##### Teks yang Disediakan #####

Oleh : PH&H Public Policy Interest Group
Dalam beberapa waktu terakhir, perdebatan seputar kebijakan bebas visa muncul kembali menjadi fokus utama dalam upaya transformasi industri pariwisata Indonesia. Langkah-langkah kebijakan seperti memperluas akses bebas visa untuk beberapa negara tertentu dianggap sebagai strategi untuk mempercepat pertumbuhan sektor pariwisata, yang diharapkan akan memberikan kontribusi signifikan terhadap perekonomian nasional. Pada akhir Tahun 2023, Kementrian Parekraf menyarankan pemberian Bebas Visa Kunjungan kepada 20 Negara untuk meningkatkan kunjungan Wisatawan Asing di Indonesia setelah pencabutan sementara Bebas Kunjungan 159 Negara, kecuali 10 Negara ASEAN dengan alasan ketertiban umum dan masih adanya penyebaran penyakit dari Negara yang belum dinyatakan bebas penyakit tertentu oleh WHO.

#####

▶ [Persyaratan]:
a) Sebutkan semua bilangan yang ditulis dengan angka dalam artikel tentang kebijakan bebas visa, sesuai urutan kemunculannya.
b) Terjemahkan kalimat berikut dari artikel tentang kebijakan bebas visa ke dalam bahasa Inggris: "Langkah-langkah kebijakan seperti memperluas akses bebas visa untuk beberapa negara tertentu dianggap sebagai strategi untuk mempercepat pertumbuhan sektor pariwisata, yang diharapkan akan memberikan kontribusi signifikan terhadap perekonomian nasional."
c) Lanjutkan artikel tentang kebijakan bebas visa mulai dari kalimat terakhirnya.

##### Daftar #####

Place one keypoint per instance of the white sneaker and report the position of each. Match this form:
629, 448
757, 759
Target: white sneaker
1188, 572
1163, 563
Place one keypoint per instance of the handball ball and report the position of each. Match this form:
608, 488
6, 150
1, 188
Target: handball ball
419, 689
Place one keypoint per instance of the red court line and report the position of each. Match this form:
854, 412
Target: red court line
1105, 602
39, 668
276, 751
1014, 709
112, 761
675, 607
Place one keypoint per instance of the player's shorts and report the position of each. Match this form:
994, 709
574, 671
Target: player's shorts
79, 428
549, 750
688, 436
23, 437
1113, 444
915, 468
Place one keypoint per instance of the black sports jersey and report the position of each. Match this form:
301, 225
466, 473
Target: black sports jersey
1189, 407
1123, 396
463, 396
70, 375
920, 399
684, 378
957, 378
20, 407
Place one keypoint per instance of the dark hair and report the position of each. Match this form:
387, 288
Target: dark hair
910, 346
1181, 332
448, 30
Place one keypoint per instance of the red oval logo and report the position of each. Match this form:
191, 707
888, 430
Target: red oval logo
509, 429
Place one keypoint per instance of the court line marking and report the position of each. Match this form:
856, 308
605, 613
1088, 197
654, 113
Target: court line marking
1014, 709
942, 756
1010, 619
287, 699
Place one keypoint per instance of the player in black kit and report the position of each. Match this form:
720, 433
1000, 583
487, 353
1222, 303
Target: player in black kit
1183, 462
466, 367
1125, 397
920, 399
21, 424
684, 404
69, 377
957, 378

#####

▶ [Jawaban Tugas]:
a) 2023, 20, 159, 10

b) Policy measures such as expanding visa-free access for certain countries are regarded as a strategy to accelerate the growth of the tourism sector, which is expected to make a significant contribution to the national economy.

c)
Perubahan dalam kebijakan bebas visa kunjungan dapat menjadi salah satu instrumen yang untuk membuka pintu bagi lebih banyak wisatawan asing yang ingin mengunjungi Indonesia. Namun, di tengah optimisme akan manfaat potensialnya, pendekatan ini juga menimbulkan sejumlah kekhawatiran dan keraguan yang perlu dipertimbangkan secara cermat seperti keamanan nasional dan kontrol imigrasi. Oleh karena itu, walaupun kebijakan bebas visa kunjungan memiliki potensi untuk meningkatkan jumlah kunjungan wisatawan asing, penting juga untuk memperhitungkan dampaknya secara menyeluruh.
Perlunya Strategi Peningkatan Sektor Pariwisata
Dalam upaya meningkatkan sektor pariwisata di Indonesia, seringkali Kebijakan Bebas Visa Kunjungan (BVK) dianggap sebagai instrumen utama yang dapat mengundang Wisatawan Asing (Wisman) berkunjung ke Indonesia. Namun, sebenarnya dalam meningkatkan sektor pariwisata tersebut diperlukan strategi yang holistik dan komprehensif, dan tidak hanya berfokus pada BVK saja. Salah satu strategi yang penting adalah pengembangan infrastruktur pariwisata yang memadai, termasuk konektivitas transportasi umum, pembangunan dan perawatan area objek wisata dan sekitarnya, fasilitas akomodasi yang berkualitas, sikap tuan rumah yang baik, keamanan lingkungan sekitar, aksesibilitas yang baik ke setiap destinasi pariwisata (bandara, pelabuhan, dll) perlu untuk ditingkatkan. Dengan infrastruktur yang memadai, aksesibilitas ke destinasi pariwisata akan meningkat, memudahkan wisatawan untuk menjelajahi keindahan Indonesia.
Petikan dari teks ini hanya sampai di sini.